##### TEXT EXTRACT

Five years later, with his PhD under his belt and a new job as a lecturer at the City College of New York’s Graduate School of Education, Louis was much less supportive of Paul’s career in music. Interestingly, Louis’s disapproval grew all the more pointed as his son became more successful. Even after Paul had earned millions of dollars and been celebrated as a poet and generational spokesman, his father continued to shake his finger. All the boy saw were the lights, the cheering throngs, and the adulation from the teenyboppers. “Is this all you want?” he’d ask, “to be a
rock star?” Paul barely knew what to say to that. “I said, ‘Yeah! Why not? What am I supposed to be?’” Louis always had the same answer: a teacher. But Paul loved making music, and people loved the music he made. What could be wrong with that?
Plenty, the grumbles in his own gut insisted. It had all come so easily to him, the playing and the singing and the songwriting. Paul felt wonderful when he did it, that he was in the right place at the right time doing precisely the right thing. But later the voice of his father would echo through the silence. If it was that easy for him, how could it be valuable? Important things should never come easily.
Then again, Louis had never achieved what Paul had. Not even close. The Lee Simms Orchestra did well enough for a local dance band, but they were never going to make a real impact by playing other bands’ songs. Louis logged countless hours trying to write original material, but almost never came up with something that fit his own standards. He kept trying, but the one record he did manage to get released, the “Blue Mud/Simmer Down” single that Sid Prosen put out as part of the contract with Paul and Artie for “Hey, Schoolgirl,” had flopped. So maybe he was jealous, and maybe contempt was the only way to assert his superiority over his brilliant son. Paul’s songs might be at the top of the charts, his name celebrated by leading critics around the world, but it didn’t mean much, Louis said. Not compared to what really mattered in the world.
“Teach! Teach!” Louis insisted. “That’s the only important thing!”

##########
##### AVAILABLE DATA

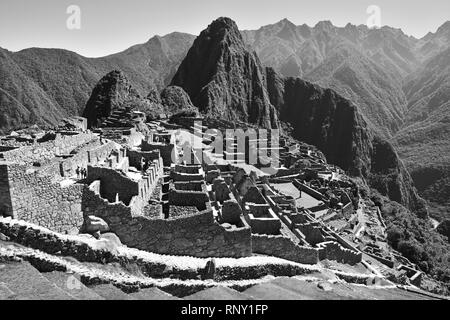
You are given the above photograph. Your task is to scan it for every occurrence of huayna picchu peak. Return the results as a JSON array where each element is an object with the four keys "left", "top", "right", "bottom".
[{"left": 0, "top": 5, "right": 450, "bottom": 302}]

##########

#### [EXERCISE TASK A]
In the passage about Paul and his father, what new job did Louis have five years later?
#### [EXERCISE TASK B]
Can you reproduce the stretch from "Plenty, the grumbles" through "never come easily." in the passage about Paul and his father?
#### [EXERCISE TASK C]
According to the passage about Paul and his father, why did Paul come to doubt the value of his music? Answer in one to three sentences.
You won't need the data for any of this.

#### [TASK ANSWER A]
He was a lecturer at the City College of New York's Graduate School of Education.

#### [TASK ANSWER B]
Plenty, the grumbles in his own gut insisted. It had all come so easily to him, the playing and the singing and the songwriting. Paul felt wonderful when he did it, that he was in the right place at the right time doing precisely the right thing. But later the voice of his father would echo through the silence. If it was that easy for him, how could it be valuable? Important things should never come easily.

#### [TASK ANSWER C]
The playing, singing and songwriting came so easily to him that his father's voice would echo back, asking how something that easy could be valuable. Important things, in that view, should never come easily.